> **INSTRUCTION**
Return each line of the entries below that contains the word "blue", copied in full. Treat uppercase and lowercase letters as distinct.
>> BEGIN INPUT DATA
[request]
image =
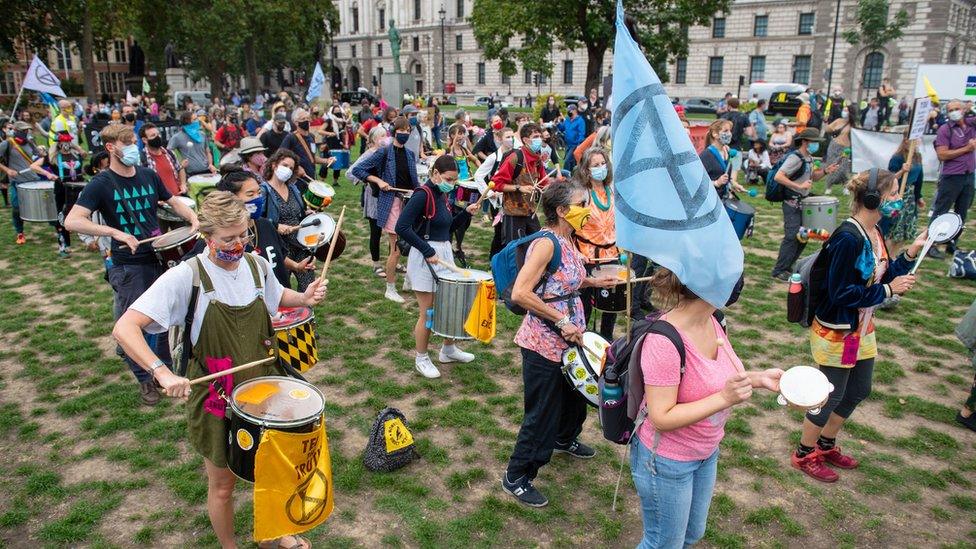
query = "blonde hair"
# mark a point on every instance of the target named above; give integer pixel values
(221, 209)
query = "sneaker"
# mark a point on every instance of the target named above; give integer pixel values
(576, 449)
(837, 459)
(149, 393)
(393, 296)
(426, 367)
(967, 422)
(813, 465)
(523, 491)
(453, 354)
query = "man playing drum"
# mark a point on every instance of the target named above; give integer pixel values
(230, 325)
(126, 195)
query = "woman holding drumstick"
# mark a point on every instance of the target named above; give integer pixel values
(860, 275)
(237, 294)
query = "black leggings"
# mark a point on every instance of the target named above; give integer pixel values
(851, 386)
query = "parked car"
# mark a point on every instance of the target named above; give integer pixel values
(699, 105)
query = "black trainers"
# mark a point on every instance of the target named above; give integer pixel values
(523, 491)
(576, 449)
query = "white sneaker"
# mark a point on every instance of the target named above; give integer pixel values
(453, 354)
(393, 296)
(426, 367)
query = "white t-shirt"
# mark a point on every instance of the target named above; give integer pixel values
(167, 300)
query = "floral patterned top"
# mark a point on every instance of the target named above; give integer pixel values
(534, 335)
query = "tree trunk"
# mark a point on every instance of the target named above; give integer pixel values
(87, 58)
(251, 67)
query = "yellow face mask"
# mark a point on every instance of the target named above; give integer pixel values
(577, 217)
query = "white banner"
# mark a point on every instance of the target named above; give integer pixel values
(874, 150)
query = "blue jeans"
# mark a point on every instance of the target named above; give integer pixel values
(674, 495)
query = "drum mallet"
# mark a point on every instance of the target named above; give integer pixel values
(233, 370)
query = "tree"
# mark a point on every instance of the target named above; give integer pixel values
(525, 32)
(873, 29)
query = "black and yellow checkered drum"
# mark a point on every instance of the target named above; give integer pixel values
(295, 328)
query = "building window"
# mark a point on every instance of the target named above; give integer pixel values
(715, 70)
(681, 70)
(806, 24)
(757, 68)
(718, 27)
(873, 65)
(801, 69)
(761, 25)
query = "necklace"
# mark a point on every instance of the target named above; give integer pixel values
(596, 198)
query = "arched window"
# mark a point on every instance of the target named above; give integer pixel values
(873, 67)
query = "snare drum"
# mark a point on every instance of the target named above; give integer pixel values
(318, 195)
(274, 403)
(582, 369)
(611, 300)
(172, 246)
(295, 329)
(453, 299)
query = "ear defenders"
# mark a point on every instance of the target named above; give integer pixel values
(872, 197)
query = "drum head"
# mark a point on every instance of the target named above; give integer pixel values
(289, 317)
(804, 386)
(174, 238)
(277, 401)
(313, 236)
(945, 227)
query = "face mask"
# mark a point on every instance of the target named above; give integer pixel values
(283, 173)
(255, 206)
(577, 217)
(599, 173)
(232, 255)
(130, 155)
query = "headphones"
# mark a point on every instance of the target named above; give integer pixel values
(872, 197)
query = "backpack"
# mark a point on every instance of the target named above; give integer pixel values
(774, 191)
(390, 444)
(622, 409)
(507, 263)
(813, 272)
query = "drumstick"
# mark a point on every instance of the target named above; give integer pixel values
>> END INPUT DATA
>> BEGIN INPUT DATA
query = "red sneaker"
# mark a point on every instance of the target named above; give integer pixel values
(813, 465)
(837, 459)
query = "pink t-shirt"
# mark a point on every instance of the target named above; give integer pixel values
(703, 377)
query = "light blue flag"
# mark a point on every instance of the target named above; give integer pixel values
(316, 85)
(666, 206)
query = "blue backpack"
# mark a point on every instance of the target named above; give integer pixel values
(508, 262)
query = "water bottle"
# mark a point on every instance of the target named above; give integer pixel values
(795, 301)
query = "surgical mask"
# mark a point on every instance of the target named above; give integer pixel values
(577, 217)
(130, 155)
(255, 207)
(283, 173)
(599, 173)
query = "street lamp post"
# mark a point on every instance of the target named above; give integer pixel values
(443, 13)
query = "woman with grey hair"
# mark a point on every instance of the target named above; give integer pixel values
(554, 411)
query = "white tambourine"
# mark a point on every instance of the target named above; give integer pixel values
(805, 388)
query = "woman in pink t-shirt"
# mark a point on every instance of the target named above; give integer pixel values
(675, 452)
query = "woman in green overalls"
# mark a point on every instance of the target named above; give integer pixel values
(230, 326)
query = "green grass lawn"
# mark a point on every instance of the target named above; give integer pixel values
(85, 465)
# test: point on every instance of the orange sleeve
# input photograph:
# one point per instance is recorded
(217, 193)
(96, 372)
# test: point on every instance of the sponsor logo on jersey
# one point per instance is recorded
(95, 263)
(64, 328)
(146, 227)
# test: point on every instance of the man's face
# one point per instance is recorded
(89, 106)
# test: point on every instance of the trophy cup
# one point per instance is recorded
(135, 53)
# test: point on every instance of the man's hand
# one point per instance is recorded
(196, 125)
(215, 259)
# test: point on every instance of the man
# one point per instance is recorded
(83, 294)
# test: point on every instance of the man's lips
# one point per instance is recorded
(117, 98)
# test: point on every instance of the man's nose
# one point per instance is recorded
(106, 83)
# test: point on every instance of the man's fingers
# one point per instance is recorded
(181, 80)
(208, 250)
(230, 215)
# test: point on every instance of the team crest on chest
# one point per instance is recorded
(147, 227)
>> END INPUT DATA
>> BEGIN INPUT DATA
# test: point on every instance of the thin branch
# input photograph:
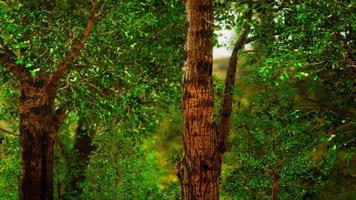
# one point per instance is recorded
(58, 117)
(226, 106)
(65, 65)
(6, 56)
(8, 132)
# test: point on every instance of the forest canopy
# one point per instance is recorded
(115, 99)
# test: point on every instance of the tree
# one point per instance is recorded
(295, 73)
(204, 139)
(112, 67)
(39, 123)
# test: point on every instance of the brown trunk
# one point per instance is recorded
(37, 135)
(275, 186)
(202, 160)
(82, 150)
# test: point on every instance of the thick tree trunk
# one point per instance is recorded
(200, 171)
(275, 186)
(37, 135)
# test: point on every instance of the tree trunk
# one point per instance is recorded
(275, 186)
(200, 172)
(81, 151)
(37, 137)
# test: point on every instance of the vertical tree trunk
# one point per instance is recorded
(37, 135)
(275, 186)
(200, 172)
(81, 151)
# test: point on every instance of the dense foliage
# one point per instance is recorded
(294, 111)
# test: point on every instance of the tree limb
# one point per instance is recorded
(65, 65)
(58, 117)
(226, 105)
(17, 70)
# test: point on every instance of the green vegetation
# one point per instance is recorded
>> END INPUT DATA
> **FULL ANSWER**
query = "blue jeans"
query = "light blue flag"
query = "blue backpack"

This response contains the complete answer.